* _Set problem_
Copy the following items verbatim, keeping every line in its original order and form. Leave the pictures out of your copy.

* _Data section_
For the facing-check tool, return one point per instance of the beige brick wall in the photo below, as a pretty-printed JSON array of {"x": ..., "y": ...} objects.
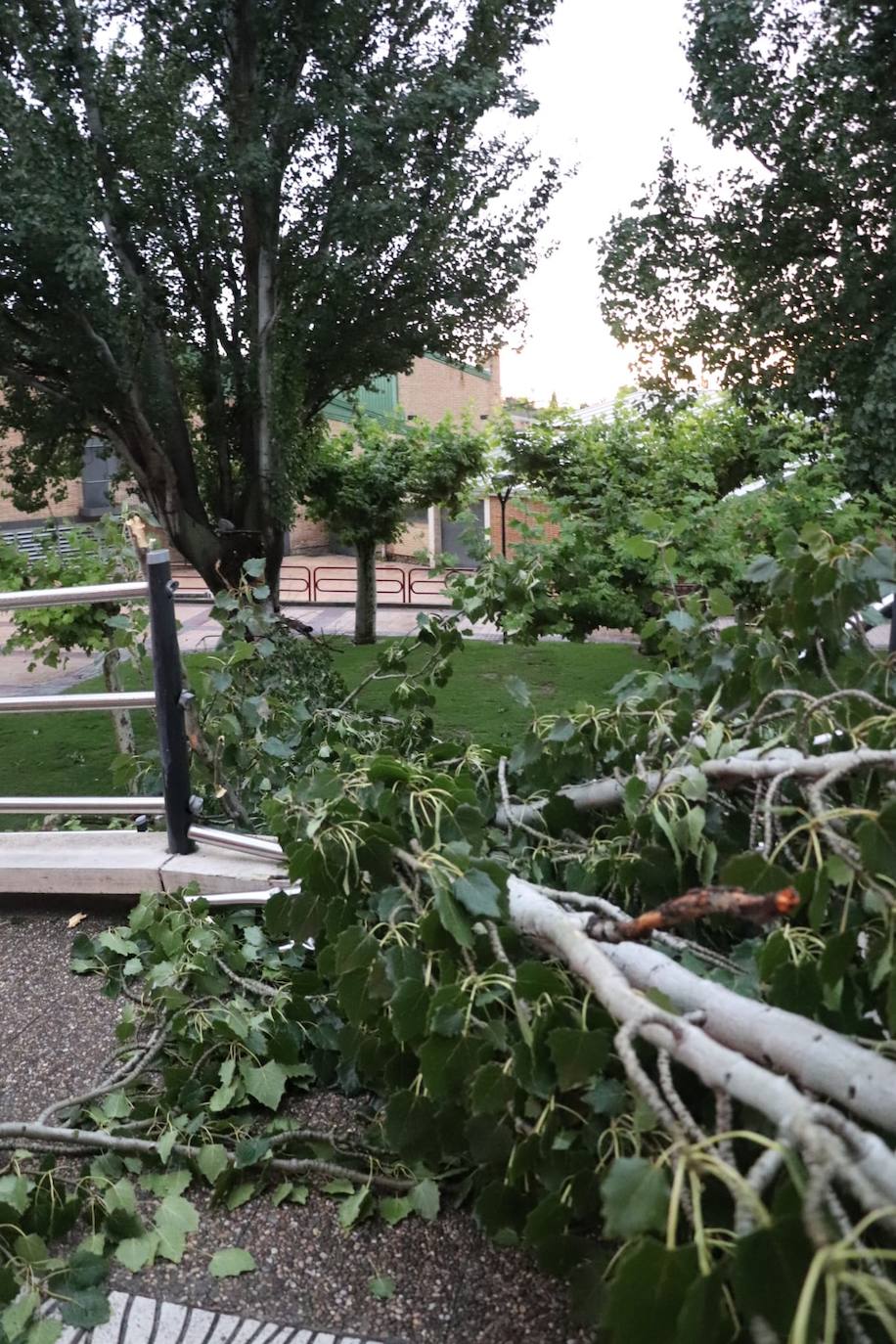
[
  {"x": 432, "y": 390},
  {"x": 67, "y": 507},
  {"x": 532, "y": 513},
  {"x": 414, "y": 539}
]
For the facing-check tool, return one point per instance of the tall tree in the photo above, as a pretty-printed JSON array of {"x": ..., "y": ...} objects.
[
  {"x": 214, "y": 216},
  {"x": 782, "y": 274}
]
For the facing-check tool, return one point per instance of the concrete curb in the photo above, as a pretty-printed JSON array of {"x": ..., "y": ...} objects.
[{"x": 121, "y": 863}]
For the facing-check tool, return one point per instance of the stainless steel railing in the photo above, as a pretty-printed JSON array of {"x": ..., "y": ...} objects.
[{"x": 166, "y": 699}]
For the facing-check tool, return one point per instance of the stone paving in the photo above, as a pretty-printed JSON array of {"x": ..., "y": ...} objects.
[
  {"x": 146, "y": 1320},
  {"x": 450, "y": 1282}
]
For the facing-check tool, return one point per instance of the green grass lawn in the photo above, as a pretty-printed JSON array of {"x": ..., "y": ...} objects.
[{"x": 71, "y": 753}]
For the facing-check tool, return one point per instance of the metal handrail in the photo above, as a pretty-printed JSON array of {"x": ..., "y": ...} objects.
[
  {"x": 166, "y": 697},
  {"x": 85, "y": 807},
  {"x": 75, "y": 596},
  {"x": 234, "y": 840},
  {"x": 85, "y": 700},
  {"x": 245, "y": 898}
]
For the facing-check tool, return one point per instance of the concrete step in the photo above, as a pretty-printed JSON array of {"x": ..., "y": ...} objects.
[{"x": 121, "y": 863}]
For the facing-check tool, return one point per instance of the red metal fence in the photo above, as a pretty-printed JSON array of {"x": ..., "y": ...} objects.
[{"x": 336, "y": 585}]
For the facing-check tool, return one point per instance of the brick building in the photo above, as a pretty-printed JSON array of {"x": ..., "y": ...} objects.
[{"x": 432, "y": 388}]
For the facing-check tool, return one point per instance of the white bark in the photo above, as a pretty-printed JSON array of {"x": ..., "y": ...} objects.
[
  {"x": 819, "y": 1059},
  {"x": 718, "y": 1066},
  {"x": 727, "y": 773}
]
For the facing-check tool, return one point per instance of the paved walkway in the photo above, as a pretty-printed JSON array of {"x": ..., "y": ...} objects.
[
  {"x": 450, "y": 1282},
  {"x": 199, "y": 632},
  {"x": 147, "y": 1320}
]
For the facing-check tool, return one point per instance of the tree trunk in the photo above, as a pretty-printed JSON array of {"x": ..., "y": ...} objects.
[
  {"x": 366, "y": 600},
  {"x": 121, "y": 722}
]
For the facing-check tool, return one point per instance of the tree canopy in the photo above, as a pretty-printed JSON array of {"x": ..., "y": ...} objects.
[
  {"x": 780, "y": 274},
  {"x": 366, "y": 480},
  {"x": 215, "y": 218}
]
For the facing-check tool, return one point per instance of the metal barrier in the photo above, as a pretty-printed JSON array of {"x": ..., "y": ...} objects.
[
  {"x": 337, "y": 584},
  {"x": 168, "y": 699},
  {"x": 327, "y": 581},
  {"x": 295, "y": 584}
]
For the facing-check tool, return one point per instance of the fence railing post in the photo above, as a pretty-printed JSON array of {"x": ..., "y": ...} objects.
[{"x": 169, "y": 710}]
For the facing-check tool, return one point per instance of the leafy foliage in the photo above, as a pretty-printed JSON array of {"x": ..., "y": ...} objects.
[
  {"x": 479, "y": 1069},
  {"x": 366, "y": 480},
  {"x": 776, "y": 276},
  {"x": 644, "y": 502},
  {"x": 215, "y": 221}
]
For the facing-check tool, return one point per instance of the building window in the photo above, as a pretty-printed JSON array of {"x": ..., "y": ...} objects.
[{"x": 100, "y": 468}]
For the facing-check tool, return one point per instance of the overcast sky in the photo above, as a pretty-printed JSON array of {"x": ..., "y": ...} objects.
[{"x": 610, "y": 81}]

* _Task result_
For the facing-check tool, return one point per instance of the beige brick wall in the photo below, as a pretty-printed JSON array of {"x": ..., "y": ...} objects.
[
  {"x": 432, "y": 390},
  {"x": 67, "y": 507},
  {"x": 532, "y": 513},
  {"x": 414, "y": 539}
]
For the facing-check tool, return one point per instance of the tall tree in the photo above, as a pretty-printed JSON array of {"x": ..., "y": ...} objects.
[
  {"x": 214, "y": 216},
  {"x": 782, "y": 274}
]
For the facing-check tool, return one point per instance of the concrete curb in the photo above, as a pretty-printed JSON array of {"x": ..., "y": ...} objects.
[{"x": 121, "y": 863}]
For the facing-check tool, return one point per instance of the stainless steel railing in the photo above, as a pretty-printed JSON array of {"x": ..., "y": ...} objects.
[{"x": 166, "y": 699}]
For the facing-check tool, return one point per instance of the stone paving in the photo above, as a pretty-printed JSON array of {"x": ..., "y": ...} objects.
[
  {"x": 146, "y": 1320},
  {"x": 450, "y": 1282}
]
For the facing-check tool, return one point per instance of the green grass lawn in the photo above, as a pretty-printed JSON array of {"x": ..., "y": ...} objects.
[{"x": 71, "y": 753}]
For the facing-check tool, return one point per instance of the metal handrail in the photo above, as a pretty-printed JSON array of {"x": ..., "y": ...} objects.
[
  {"x": 166, "y": 697},
  {"x": 85, "y": 807},
  {"x": 75, "y": 596},
  {"x": 234, "y": 840},
  {"x": 85, "y": 700},
  {"x": 245, "y": 898}
]
For the facing-check tool, return one point per instance of the concrete step in the photo above, as a pretty-printed JSON array of {"x": ..., "y": ...} objects.
[{"x": 121, "y": 863}]
For the facing-check tool, return one point per instance of the red metal fence in the photo above, as a pretty-printed JSON array of {"x": ..., "y": ...} objects.
[{"x": 336, "y": 585}]
For the facing-check tool, return one point per instance of the brick building in the photo above, as a pretty-printed JSON array of {"x": ..., "y": ...} objects.
[{"x": 432, "y": 388}]
For the facing-check tool, return one point per instance of the white bark in the photo above, as a pretty-printed JSON array of {"x": ..., "y": ...} objects.
[
  {"x": 819, "y": 1059},
  {"x": 718, "y": 1066},
  {"x": 727, "y": 773}
]
For the facing-check tool, return one point per instance of the paved walkway in the photo above, as a pretty-printed JSON array of {"x": ..., "y": ...} objects.
[
  {"x": 450, "y": 1282},
  {"x": 199, "y": 632},
  {"x": 147, "y": 1320}
]
For the facing-check tool, return one point per instance of the tree trunk in the photo above, as a pretty-printed JSON array of {"x": ..., "y": ...} objects.
[
  {"x": 366, "y": 600},
  {"x": 121, "y": 722}
]
For the facing-check tool, return one point per instance of the tree canopy in the photo above, as a pretty-printed JSON array of {"x": ..., "y": ...} objects.
[
  {"x": 780, "y": 274},
  {"x": 366, "y": 480},
  {"x": 215, "y": 218}
]
For the facing-check tool, return one point per instance of the metal barrier in the photo above, as a pretty-printed JSON array of {"x": ..., "y": ...} objects.
[
  {"x": 337, "y": 584},
  {"x": 168, "y": 699},
  {"x": 327, "y": 581},
  {"x": 295, "y": 584}
]
For the facing-check tool, return one point per instance of the fence railing post in the photo above, as a pretty-printed JSON array of {"x": ..., "y": ...} objects.
[{"x": 169, "y": 710}]
For the facing-check tool, return one point per instance of the leafy foliage in the photo above, as a pretty-printed JSON array of {"x": ..., "y": ...} objects.
[
  {"x": 479, "y": 1069},
  {"x": 366, "y": 480},
  {"x": 776, "y": 276},
  {"x": 644, "y": 502},
  {"x": 215, "y": 221}
]
For the facing-check tool, return one point per instance of the building window in the photo above, as a pretty-printed JSON array of {"x": ..., "y": ...} objects.
[{"x": 100, "y": 468}]
For the facing-check tool, return one point per instance of the overcast sky in the photo above, as a pretty-printed JSON array of {"x": ..., "y": ...} objects.
[{"x": 610, "y": 81}]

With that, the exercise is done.